(begin)
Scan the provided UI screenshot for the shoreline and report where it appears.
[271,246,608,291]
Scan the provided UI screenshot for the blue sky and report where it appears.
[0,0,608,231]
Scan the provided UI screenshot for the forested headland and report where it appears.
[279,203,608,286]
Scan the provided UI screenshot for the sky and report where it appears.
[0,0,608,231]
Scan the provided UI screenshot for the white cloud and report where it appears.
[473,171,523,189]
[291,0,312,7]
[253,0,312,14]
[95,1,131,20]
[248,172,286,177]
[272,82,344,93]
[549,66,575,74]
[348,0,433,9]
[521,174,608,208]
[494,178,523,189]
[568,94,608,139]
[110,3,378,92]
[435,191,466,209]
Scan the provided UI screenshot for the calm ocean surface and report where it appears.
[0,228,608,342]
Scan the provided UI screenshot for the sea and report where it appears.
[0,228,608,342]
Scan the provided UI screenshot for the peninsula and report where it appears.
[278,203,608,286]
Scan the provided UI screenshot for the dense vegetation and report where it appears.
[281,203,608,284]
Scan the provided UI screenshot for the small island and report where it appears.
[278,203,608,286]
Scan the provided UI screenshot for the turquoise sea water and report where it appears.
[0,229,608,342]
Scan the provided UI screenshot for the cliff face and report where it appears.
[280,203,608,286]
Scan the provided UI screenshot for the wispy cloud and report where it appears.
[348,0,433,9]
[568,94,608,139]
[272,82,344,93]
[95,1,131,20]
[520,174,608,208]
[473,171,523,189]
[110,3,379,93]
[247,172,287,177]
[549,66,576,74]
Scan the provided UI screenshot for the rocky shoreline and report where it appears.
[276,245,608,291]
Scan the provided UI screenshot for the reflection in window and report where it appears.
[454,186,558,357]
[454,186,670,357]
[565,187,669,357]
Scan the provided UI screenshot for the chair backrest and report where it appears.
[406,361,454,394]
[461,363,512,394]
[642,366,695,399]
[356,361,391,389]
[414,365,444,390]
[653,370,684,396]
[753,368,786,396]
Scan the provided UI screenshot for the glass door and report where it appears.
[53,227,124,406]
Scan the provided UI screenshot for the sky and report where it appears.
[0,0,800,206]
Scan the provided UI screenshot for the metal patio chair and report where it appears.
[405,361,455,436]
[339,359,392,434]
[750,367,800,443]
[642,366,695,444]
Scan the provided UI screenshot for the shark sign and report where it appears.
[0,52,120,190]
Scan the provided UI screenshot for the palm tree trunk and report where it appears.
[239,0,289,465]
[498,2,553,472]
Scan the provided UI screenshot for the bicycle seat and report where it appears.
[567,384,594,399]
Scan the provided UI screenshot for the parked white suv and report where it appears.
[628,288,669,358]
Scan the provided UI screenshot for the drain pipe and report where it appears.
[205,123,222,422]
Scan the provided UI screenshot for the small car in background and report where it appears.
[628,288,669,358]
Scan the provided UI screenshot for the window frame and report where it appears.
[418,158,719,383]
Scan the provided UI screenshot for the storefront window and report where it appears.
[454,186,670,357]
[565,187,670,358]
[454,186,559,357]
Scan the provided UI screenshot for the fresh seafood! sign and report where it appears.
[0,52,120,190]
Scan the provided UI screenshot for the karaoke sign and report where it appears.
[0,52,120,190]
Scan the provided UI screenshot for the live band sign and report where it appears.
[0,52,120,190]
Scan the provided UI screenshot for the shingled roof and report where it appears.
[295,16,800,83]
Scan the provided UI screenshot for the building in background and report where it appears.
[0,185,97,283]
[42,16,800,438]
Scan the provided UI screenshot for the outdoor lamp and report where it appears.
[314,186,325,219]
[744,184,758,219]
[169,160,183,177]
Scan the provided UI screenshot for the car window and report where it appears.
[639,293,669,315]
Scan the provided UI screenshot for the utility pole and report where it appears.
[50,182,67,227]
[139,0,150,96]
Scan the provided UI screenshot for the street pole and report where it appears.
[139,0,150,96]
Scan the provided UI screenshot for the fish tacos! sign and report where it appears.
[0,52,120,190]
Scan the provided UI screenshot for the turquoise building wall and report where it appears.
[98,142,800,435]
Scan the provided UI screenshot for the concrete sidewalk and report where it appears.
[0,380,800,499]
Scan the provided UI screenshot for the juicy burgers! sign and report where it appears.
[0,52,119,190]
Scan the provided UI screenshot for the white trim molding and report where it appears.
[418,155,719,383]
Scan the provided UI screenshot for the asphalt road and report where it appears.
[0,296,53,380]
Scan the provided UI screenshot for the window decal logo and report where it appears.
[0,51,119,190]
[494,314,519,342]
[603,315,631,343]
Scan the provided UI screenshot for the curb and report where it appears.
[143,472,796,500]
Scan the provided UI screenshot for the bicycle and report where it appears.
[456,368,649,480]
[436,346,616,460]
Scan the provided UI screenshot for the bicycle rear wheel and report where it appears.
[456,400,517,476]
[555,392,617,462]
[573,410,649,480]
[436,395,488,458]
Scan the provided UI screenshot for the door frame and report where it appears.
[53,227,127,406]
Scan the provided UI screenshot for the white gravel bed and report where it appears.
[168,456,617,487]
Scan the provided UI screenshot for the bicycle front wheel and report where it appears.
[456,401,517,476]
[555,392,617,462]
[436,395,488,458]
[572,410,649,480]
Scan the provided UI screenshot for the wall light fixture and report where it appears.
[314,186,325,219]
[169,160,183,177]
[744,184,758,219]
(end)
(begin)
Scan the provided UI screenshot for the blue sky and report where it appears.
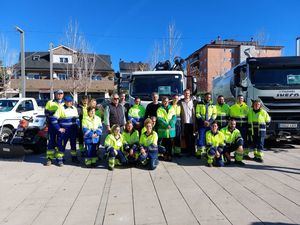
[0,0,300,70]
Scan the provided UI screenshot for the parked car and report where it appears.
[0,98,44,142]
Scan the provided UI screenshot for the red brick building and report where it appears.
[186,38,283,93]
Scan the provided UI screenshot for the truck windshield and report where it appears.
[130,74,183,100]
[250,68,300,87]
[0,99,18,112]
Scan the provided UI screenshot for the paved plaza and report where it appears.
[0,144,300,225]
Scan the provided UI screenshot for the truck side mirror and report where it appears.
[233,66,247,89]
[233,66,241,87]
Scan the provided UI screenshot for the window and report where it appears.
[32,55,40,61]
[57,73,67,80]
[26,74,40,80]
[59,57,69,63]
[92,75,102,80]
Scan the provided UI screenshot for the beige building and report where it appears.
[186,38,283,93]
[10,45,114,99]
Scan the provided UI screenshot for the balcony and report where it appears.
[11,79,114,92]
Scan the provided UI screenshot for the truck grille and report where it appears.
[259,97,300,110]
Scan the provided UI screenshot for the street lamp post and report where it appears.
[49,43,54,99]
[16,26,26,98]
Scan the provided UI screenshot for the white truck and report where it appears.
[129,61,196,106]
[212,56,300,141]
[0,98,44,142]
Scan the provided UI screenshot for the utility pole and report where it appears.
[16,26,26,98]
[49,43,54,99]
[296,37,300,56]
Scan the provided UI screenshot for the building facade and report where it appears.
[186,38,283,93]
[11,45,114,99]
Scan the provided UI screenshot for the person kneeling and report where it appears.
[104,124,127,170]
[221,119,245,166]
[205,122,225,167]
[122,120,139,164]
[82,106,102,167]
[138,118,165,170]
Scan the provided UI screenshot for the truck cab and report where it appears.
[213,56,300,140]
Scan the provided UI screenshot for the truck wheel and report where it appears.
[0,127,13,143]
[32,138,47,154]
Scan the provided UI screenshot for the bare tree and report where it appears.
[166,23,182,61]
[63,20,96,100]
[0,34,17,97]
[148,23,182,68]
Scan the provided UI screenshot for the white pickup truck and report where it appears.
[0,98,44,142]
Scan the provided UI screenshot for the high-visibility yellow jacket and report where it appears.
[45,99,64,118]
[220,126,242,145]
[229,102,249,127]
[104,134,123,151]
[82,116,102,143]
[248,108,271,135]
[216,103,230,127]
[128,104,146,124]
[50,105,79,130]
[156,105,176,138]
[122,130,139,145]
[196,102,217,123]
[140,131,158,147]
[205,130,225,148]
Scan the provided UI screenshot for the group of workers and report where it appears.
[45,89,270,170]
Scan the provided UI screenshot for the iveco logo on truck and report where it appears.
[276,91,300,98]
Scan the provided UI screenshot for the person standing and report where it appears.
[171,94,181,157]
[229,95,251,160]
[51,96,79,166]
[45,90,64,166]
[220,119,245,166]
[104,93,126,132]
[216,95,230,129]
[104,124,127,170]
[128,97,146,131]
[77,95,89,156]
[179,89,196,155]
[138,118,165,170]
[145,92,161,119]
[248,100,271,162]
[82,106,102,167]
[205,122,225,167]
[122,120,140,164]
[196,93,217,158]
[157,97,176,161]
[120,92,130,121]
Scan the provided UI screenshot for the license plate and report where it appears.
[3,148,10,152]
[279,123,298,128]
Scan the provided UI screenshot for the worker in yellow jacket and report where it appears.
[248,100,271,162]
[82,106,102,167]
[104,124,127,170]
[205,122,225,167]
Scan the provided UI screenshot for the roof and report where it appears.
(end)
Aim of the exercise: Copy out the rows between the one containing "Scan the provided UI screenshot for the shoreline" and the one containing "[279,203,608,286]", inclusive, changing "report" to "state" and leaving everything else intact.

Solution:
Scan the provided UI screenshot for the shoreline and state where it appears.
[271,246,608,291]
Scan the provided UI screenshot for the blue sky and state where it appears.
[0,0,608,231]
Scan the provided UI screenshot for the forested headland and state where it appears.
[279,203,608,286]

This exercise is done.